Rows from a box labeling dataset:
★ ★ ★ ★
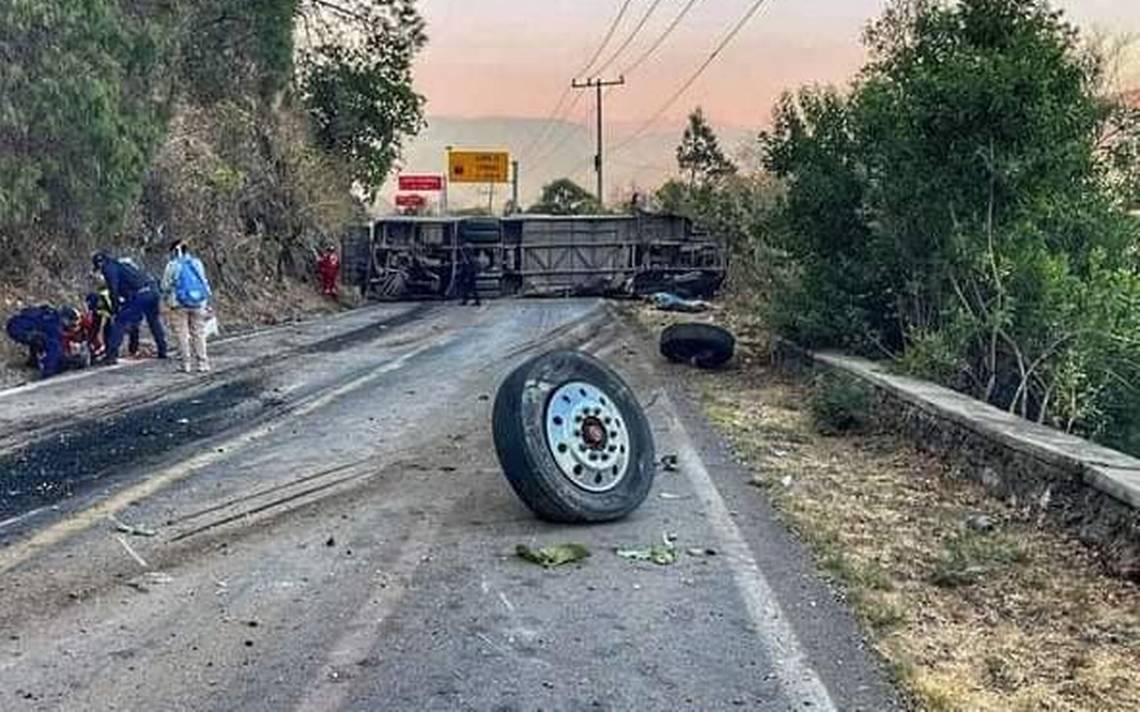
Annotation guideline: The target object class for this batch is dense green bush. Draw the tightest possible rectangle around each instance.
[0,0,173,246]
[762,0,1140,448]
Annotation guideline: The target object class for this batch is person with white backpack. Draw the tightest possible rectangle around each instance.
[162,240,210,374]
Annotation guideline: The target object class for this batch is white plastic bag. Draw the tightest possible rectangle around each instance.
[206,309,221,338]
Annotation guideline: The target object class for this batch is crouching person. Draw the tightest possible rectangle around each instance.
[6,305,91,378]
[162,240,210,374]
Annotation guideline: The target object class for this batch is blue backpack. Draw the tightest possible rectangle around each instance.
[174,257,210,309]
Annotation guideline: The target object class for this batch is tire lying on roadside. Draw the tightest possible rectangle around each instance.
[491,351,656,523]
[661,324,736,368]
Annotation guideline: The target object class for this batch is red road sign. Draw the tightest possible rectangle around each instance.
[397,173,443,190]
[396,194,428,207]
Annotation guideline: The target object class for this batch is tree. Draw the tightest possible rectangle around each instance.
[177,0,304,106]
[677,106,736,188]
[527,178,601,215]
[298,0,428,200]
[0,0,172,252]
[762,0,1140,448]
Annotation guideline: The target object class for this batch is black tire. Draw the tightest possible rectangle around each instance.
[661,324,736,368]
[491,351,656,523]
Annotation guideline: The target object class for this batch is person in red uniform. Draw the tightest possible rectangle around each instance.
[317,245,341,300]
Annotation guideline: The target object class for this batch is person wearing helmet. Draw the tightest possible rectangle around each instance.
[91,252,166,363]
[84,287,139,360]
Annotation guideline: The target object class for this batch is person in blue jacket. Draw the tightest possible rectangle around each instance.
[6,304,89,378]
[91,252,166,365]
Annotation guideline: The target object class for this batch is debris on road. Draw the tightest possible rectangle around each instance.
[660,322,736,368]
[115,534,150,568]
[650,292,709,313]
[127,571,174,594]
[613,534,677,566]
[107,514,158,537]
[514,542,589,568]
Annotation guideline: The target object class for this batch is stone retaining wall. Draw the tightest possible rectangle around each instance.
[773,339,1140,581]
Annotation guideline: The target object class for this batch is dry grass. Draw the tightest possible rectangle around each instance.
[641,305,1140,711]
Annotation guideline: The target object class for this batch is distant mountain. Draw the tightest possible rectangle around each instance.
[376,116,755,213]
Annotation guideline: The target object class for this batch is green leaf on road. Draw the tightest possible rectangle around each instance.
[614,538,677,566]
[514,543,589,568]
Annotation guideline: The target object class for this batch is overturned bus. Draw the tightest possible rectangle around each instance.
[344,213,727,300]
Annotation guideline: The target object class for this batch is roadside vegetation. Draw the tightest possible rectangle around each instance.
[641,0,1140,711]
[0,0,426,383]
[658,0,1140,453]
[640,297,1140,712]
[0,0,425,297]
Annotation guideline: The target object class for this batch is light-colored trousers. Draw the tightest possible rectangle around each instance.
[170,308,210,371]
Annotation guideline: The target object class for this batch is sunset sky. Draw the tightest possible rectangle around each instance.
[416,0,1140,132]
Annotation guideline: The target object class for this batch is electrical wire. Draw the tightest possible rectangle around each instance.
[610,0,767,152]
[621,0,698,76]
[519,0,633,161]
[594,0,665,76]
[575,0,633,77]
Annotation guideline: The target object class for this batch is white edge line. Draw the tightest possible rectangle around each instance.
[661,393,837,710]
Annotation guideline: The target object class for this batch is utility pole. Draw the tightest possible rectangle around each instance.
[570,76,626,205]
[511,161,519,213]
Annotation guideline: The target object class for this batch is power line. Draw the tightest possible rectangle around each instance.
[575,0,634,76]
[570,76,626,205]
[612,0,767,152]
[594,0,670,76]
[621,0,698,76]
[531,89,586,166]
[519,0,633,164]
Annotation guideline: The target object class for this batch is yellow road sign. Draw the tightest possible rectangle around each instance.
[447,150,511,183]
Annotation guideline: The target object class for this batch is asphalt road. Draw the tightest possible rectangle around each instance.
[0,301,898,710]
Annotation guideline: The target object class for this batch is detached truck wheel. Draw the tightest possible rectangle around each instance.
[661,324,736,368]
[492,351,656,523]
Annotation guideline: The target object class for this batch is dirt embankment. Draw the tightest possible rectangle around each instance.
[640,302,1140,712]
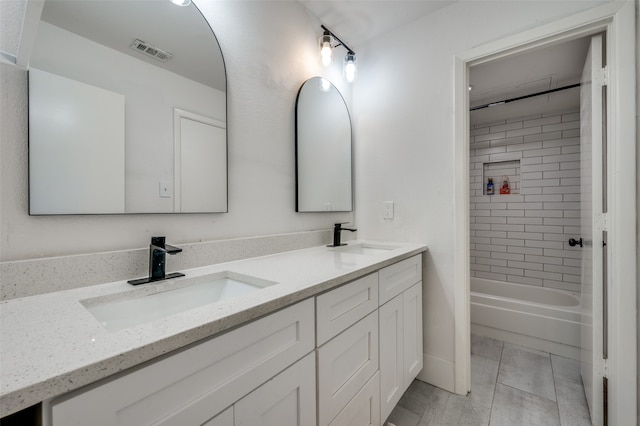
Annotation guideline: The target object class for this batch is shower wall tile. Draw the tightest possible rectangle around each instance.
[469,111,581,292]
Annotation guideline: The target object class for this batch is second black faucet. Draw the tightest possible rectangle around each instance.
[327,222,357,247]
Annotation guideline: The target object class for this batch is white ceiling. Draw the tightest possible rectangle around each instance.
[299,0,588,123]
[298,0,457,46]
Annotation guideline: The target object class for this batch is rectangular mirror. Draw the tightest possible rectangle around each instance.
[296,77,353,212]
[29,0,228,215]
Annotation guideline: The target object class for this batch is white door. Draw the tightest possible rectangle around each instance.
[575,35,606,426]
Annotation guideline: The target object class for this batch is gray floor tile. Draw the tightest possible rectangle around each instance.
[498,343,556,401]
[471,334,503,361]
[551,354,582,385]
[398,380,450,416]
[490,383,560,426]
[418,394,491,426]
[385,405,420,426]
[556,377,591,426]
[469,355,500,408]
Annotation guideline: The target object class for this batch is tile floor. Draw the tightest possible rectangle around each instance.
[388,336,591,426]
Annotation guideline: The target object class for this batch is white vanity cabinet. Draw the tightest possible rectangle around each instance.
[49,299,315,426]
[379,256,423,421]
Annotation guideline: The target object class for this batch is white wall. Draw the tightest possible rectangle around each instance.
[0,0,353,261]
[354,1,608,390]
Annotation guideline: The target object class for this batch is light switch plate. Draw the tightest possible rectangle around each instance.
[159,180,173,198]
[382,201,393,220]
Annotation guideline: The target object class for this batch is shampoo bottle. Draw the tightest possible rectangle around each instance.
[487,178,496,195]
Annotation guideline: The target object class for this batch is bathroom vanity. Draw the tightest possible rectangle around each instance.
[0,241,426,426]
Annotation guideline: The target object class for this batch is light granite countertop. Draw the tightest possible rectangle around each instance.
[0,241,426,418]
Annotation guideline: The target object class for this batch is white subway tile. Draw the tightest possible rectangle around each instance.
[476,271,507,281]
[543,169,580,179]
[491,238,524,247]
[490,136,524,146]
[542,138,580,148]
[524,131,562,143]
[542,280,580,293]
[507,217,542,225]
[491,210,524,217]
[524,225,563,234]
[491,251,524,261]
[542,154,580,164]
[544,265,582,274]
[562,112,580,121]
[524,115,562,127]
[524,269,562,281]
[525,194,564,204]
[507,247,544,256]
[507,275,542,286]
[544,248,582,259]
[478,258,507,266]
[507,142,542,152]
[522,162,560,172]
[476,217,507,223]
[507,126,542,138]
[524,254,563,265]
[524,238,564,250]
[490,224,524,233]
[507,229,542,241]
[560,159,580,170]
[491,121,522,133]
[562,129,580,138]
[542,121,580,132]
[474,132,506,142]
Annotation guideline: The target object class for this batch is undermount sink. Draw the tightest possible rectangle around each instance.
[80,271,276,331]
[335,243,396,255]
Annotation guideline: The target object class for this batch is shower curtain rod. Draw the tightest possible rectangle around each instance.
[469,83,580,111]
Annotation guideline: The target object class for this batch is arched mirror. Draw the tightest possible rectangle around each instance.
[29,0,227,215]
[296,77,353,212]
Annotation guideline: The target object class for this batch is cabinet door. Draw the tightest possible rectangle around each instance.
[202,407,233,426]
[316,273,378,346]
[402,282,424,384]
[379,294,405,420]
[378,254,422,305]
[318,310,378,426]
[329,373,381,426]
[234,353,316,426]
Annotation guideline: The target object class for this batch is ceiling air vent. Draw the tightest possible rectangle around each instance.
[130,39,173,62]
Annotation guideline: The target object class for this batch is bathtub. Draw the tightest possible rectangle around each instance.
[470,278,580,360]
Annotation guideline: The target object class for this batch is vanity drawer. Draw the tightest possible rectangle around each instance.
[51,299,315,426]
[379,254,422,305]
[316,272,378,346]
[318,310,378,426]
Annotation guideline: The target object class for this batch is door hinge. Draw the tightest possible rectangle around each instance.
[594,213,609,231]
[593,66,609,86]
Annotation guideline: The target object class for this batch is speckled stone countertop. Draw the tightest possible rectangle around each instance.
[0,241,426,418]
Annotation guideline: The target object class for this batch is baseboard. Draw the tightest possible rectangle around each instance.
[416,354,455,392]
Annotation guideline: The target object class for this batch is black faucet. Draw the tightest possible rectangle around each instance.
[127,237,184,285]
[327,222,357,247]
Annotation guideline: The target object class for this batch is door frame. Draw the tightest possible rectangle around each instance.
[454,1,637,424]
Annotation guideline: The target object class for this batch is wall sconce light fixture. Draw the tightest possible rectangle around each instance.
[319,25,358,83]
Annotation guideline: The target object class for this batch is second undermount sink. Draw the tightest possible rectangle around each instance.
[335,243,396,255]
[81,271,276,331]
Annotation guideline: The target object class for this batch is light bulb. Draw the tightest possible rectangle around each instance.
[344,52,358,83]
[320,31,333,67]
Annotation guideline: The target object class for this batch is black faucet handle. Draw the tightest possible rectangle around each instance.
[151,237,166,248]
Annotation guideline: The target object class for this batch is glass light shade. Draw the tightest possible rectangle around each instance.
[344,53,358,83]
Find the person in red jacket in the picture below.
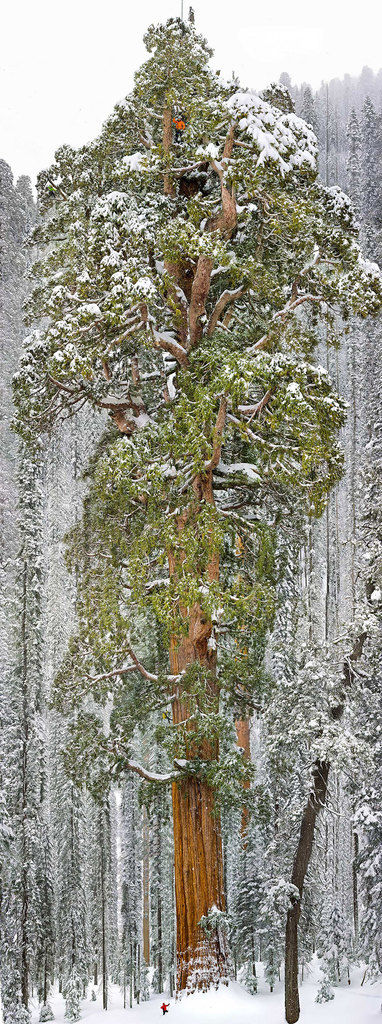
★ ★ ★ ★
WHAT TO DO
Copy out the rows above, starting at the line with "is white edge" and ending at the line with "[511,161,519,213]", both included, word for word.

RESULT OF THE EXERCISE
Annotation guideline: The target object class for this batch is white edge line. Draw the tightest possible rectangle around each instance.
[661,393,837,710]
Annotation guideline: The target object class for this batch is utility pole. Draw the tightest possible rectangle around each instance.
[570,76,626,205]
[511,161,519,213]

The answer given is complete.